● Aim of the exercise
Extract the lines from the first line of the records below through the line containing "of the grass", inclusive, and reproduce them exactly as written.
Start of Provided material
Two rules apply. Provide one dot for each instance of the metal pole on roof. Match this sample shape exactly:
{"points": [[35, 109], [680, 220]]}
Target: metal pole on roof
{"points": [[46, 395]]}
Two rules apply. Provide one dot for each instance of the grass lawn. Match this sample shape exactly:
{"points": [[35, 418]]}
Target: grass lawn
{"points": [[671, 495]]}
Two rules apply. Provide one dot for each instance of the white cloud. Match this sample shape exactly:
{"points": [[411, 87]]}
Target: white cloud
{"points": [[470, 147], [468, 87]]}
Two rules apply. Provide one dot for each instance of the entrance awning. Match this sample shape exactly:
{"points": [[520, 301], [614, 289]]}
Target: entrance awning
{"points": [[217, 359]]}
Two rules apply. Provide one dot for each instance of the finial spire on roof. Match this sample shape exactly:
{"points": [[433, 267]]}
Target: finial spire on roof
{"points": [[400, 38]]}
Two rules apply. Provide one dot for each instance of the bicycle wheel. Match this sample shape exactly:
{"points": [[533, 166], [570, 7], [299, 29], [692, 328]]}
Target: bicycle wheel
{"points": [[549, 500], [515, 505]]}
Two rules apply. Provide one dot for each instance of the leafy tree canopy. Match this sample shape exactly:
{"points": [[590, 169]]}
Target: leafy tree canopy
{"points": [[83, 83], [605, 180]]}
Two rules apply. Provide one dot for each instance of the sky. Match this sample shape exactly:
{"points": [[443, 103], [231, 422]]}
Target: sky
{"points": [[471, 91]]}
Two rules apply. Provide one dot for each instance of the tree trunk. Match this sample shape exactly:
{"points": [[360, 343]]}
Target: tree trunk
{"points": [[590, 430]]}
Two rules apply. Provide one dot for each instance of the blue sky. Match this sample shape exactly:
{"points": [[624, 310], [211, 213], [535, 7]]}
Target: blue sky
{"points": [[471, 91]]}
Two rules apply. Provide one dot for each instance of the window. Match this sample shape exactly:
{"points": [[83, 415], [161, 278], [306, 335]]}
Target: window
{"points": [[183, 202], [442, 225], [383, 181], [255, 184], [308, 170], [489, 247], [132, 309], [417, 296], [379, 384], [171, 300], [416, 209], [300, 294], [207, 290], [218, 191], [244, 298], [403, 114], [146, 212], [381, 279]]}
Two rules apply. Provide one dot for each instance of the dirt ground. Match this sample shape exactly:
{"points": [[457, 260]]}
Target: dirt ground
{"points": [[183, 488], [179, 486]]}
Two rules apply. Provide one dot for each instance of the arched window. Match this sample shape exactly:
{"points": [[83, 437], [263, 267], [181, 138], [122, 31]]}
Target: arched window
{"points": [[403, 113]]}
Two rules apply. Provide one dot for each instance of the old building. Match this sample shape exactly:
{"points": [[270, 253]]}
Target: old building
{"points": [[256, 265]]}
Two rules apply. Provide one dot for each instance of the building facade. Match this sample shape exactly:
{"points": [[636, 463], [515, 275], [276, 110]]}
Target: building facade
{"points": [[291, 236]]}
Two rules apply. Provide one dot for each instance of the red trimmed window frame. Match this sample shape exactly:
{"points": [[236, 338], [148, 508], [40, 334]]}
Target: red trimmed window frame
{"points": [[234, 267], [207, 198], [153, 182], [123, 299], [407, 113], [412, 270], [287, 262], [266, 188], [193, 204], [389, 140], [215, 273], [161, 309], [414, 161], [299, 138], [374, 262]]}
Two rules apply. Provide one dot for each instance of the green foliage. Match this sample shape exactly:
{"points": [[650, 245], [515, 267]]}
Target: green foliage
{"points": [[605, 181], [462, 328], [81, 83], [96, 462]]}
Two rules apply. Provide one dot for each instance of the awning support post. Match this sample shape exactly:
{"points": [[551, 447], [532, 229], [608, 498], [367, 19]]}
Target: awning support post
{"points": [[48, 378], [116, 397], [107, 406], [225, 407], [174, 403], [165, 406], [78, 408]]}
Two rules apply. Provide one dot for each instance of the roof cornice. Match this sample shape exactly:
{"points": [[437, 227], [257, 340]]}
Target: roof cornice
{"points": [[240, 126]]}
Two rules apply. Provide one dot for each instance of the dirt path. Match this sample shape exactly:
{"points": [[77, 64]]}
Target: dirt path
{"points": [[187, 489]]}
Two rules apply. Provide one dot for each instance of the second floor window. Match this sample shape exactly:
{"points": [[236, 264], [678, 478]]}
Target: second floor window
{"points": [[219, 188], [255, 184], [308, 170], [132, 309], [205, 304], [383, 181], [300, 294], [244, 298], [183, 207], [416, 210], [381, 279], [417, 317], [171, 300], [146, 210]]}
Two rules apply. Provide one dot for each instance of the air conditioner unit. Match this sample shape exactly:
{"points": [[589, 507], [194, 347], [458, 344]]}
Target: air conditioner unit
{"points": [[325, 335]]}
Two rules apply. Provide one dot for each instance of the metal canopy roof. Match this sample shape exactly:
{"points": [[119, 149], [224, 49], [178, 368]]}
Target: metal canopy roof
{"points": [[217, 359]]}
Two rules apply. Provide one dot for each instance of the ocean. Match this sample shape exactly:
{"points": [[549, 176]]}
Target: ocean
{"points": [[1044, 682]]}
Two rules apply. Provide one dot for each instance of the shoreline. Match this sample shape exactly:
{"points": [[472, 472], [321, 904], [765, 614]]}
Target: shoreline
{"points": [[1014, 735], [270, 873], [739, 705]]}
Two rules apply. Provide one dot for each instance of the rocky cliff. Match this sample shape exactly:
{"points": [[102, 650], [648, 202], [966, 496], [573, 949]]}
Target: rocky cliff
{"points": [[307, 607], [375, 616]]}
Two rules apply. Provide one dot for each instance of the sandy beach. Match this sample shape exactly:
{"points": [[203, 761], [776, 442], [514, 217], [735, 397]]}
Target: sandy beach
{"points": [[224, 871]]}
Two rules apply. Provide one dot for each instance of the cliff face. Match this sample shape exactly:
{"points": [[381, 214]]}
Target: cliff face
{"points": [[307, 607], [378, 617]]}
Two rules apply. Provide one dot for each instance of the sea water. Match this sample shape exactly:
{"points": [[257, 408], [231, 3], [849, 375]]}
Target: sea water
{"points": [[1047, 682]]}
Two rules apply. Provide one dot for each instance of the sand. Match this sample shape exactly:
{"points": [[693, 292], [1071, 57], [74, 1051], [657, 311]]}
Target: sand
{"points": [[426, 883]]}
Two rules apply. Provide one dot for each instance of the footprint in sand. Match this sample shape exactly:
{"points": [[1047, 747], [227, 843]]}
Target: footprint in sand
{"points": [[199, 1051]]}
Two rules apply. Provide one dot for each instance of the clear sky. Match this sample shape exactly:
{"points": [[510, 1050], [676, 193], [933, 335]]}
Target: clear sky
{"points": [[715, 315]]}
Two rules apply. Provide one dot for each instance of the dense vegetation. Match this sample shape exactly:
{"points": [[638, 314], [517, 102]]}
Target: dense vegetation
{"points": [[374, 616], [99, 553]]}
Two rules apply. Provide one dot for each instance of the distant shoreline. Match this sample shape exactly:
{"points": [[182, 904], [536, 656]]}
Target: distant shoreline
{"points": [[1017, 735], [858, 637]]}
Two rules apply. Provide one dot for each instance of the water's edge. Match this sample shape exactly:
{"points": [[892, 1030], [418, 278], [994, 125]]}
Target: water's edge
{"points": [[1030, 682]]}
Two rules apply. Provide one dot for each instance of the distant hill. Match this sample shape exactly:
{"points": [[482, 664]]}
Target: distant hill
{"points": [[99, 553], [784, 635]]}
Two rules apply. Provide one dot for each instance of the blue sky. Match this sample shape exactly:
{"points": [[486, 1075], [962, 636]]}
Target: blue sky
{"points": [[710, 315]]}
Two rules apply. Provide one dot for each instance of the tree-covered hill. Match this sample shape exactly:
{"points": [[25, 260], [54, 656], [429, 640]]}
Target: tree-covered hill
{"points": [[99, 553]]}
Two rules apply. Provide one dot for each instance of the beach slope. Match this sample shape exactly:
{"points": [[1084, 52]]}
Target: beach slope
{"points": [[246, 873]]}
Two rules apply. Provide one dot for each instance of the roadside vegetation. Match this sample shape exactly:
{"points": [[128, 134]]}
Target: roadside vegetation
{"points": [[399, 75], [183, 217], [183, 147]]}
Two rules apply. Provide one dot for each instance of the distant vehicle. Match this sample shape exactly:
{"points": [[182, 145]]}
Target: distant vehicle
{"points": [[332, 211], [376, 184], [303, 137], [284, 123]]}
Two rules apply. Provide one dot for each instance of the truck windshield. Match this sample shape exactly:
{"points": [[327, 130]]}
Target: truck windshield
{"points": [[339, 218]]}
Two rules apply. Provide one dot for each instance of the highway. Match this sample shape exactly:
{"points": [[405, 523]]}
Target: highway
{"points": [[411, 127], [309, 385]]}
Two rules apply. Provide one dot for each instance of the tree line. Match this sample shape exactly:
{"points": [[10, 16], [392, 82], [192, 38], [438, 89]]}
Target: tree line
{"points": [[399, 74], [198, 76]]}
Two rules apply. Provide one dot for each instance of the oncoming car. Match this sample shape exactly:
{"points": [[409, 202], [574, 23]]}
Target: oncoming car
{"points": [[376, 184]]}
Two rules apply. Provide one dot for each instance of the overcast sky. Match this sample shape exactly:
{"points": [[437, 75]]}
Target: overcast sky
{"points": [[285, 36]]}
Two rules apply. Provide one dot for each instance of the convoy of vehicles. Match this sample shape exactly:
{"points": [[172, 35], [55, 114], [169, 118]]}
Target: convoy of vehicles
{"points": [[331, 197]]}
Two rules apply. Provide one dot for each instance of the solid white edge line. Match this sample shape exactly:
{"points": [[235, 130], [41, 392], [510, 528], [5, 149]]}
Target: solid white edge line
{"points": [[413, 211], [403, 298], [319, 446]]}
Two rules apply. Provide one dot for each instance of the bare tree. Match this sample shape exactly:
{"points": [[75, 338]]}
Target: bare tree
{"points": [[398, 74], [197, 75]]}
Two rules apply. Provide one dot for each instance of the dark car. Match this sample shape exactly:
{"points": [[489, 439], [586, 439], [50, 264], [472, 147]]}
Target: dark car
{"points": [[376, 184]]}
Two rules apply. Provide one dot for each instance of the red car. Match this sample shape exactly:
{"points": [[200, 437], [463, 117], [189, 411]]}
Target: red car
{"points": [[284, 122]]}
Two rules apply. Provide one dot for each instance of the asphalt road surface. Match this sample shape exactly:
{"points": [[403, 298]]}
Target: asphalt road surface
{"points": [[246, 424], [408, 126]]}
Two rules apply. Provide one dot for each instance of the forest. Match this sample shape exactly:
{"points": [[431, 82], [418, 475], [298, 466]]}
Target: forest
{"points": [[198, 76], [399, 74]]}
End of Provided material
● Answer space
Two rules apply. Provide one dot for each instance of the metal pole on roof. Match this sample shape exactly:
{"points": [[35, 109], [680, 220]]}
Target: metal pole on roof
{"points": [[46, 395]]}
Two rules apply. Provide one dot for each instance of the grass lawn. Match this sample shape exactly:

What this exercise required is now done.